• YOUR OBJECTIVE
Look below for the line that contains "jacket hood?", then copy it and each following line exactly, through and including the line that contains "child's arm?".

• DATASET ENTRIES

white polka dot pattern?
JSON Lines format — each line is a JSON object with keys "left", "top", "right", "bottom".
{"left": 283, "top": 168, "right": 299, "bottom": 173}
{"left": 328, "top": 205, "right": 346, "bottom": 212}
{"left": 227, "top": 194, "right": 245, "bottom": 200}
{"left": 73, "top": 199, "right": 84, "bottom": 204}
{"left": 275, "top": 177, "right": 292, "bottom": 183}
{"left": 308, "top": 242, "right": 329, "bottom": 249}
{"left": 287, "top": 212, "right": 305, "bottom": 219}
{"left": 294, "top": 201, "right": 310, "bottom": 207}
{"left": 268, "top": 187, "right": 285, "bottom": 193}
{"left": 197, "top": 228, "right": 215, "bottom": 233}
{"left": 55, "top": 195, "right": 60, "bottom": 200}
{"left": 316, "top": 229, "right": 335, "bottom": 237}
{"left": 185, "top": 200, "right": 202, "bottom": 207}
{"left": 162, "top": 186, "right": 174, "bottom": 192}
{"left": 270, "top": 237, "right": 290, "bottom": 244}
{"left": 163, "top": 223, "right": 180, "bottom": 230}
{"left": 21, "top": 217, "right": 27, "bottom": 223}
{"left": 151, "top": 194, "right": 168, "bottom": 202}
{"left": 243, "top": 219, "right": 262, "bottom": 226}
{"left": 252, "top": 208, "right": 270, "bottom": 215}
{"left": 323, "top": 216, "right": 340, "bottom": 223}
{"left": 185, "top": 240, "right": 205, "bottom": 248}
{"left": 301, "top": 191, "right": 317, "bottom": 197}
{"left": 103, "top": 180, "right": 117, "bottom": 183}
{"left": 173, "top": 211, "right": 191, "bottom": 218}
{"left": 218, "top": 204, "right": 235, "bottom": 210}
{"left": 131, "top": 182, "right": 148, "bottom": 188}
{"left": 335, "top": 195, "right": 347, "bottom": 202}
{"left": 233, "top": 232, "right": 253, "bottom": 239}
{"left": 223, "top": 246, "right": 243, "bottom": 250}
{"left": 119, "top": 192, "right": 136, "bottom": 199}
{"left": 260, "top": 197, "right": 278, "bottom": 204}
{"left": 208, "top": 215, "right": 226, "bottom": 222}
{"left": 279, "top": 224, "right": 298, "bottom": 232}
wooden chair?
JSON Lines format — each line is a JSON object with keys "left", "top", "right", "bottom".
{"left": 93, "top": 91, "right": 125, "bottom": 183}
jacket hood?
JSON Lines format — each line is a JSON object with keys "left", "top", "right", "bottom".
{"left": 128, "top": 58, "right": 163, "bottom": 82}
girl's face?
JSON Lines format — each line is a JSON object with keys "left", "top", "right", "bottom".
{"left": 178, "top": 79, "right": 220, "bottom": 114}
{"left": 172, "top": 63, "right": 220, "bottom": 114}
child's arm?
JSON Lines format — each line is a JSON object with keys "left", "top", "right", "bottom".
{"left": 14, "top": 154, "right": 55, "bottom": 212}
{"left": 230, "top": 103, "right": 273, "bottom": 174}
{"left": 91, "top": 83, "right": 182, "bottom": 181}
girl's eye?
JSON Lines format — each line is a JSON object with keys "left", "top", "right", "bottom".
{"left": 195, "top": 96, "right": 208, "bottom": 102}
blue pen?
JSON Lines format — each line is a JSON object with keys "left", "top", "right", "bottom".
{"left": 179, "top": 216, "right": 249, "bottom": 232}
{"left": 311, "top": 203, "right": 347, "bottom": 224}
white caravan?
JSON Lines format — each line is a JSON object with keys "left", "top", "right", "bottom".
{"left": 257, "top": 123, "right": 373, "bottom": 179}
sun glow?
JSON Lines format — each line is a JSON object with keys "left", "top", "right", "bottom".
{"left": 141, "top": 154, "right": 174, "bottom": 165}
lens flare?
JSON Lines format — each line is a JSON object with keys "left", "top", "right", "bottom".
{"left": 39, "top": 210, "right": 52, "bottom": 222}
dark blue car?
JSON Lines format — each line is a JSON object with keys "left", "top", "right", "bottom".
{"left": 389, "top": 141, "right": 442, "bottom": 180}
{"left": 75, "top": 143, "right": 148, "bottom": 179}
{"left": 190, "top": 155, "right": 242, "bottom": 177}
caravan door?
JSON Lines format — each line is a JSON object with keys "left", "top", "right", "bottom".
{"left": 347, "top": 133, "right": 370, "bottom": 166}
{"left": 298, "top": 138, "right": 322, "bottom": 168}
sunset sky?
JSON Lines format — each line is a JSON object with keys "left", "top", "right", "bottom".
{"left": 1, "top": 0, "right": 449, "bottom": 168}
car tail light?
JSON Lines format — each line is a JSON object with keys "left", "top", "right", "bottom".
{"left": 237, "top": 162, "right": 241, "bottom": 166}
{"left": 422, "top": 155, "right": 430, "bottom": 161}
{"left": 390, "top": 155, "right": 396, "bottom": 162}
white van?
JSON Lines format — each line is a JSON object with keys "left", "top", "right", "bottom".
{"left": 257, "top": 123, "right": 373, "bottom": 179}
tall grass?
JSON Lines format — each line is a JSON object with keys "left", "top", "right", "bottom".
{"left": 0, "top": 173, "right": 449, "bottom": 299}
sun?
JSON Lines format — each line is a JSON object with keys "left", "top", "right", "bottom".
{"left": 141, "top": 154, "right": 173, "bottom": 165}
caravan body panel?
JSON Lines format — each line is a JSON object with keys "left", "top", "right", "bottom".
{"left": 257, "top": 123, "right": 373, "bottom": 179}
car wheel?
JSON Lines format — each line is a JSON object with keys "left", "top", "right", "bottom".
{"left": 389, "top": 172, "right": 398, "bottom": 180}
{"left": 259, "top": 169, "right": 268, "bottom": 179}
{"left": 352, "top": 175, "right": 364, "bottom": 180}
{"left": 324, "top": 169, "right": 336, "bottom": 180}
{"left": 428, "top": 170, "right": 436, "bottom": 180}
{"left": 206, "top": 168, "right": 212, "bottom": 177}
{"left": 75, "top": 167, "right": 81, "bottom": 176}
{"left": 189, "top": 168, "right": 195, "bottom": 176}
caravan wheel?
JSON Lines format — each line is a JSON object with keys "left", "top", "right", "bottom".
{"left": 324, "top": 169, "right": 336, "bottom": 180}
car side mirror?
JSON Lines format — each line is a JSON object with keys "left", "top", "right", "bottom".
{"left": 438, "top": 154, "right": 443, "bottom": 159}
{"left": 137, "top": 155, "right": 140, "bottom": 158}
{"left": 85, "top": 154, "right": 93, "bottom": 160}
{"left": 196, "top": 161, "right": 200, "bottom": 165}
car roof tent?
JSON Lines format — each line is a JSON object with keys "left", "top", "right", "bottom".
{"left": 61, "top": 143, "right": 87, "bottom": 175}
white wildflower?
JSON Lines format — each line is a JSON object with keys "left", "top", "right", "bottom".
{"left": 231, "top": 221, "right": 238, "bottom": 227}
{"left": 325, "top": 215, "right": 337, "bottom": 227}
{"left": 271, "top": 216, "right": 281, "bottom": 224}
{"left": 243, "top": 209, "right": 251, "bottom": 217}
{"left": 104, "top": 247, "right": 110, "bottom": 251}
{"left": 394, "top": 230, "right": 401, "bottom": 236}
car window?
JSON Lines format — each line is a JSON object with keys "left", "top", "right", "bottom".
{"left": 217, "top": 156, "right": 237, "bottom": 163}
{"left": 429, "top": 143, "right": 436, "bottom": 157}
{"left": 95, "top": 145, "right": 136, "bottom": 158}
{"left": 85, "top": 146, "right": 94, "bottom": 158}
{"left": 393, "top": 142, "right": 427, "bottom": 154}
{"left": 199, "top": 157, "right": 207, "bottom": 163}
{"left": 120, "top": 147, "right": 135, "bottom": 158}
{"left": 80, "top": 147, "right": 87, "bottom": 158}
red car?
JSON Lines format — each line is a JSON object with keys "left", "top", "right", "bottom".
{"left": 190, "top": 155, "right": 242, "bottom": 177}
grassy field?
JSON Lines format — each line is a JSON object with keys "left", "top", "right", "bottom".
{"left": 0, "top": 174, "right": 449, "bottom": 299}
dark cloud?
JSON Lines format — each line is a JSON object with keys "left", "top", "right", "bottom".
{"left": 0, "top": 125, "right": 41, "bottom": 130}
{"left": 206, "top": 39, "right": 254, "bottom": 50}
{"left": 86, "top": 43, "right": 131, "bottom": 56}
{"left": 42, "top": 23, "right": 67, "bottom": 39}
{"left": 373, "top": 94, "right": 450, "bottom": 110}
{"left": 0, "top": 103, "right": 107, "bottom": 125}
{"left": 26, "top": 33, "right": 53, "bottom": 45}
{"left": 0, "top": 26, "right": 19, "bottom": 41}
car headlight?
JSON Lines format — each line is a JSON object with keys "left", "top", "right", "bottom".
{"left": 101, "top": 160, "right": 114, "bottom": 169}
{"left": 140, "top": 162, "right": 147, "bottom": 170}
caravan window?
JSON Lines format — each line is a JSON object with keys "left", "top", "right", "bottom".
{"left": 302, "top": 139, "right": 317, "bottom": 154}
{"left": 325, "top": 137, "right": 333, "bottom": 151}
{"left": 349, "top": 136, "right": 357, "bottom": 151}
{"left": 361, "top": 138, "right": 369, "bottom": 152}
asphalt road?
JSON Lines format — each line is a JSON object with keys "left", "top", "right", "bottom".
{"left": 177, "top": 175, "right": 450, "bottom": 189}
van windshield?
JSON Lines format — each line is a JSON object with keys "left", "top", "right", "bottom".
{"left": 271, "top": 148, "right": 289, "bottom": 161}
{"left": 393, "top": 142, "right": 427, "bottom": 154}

• ANSWER SECTION
jacket hood?
JSON Lines format — each line is a JSON object with keys "left", "top", "right", "bottom".
{"left": 128, "top": 58, "right": 163, "bottom": 82}
girl's face?
JSON Lines format — each line is a JSON object with keys "left", "top", "right", "bottom".
{"left": 178, "top": 79, "right": 220, "bottom": 114}
{"left": 172, "top": 63, "right": 220, "bottom": 114}
child's arm?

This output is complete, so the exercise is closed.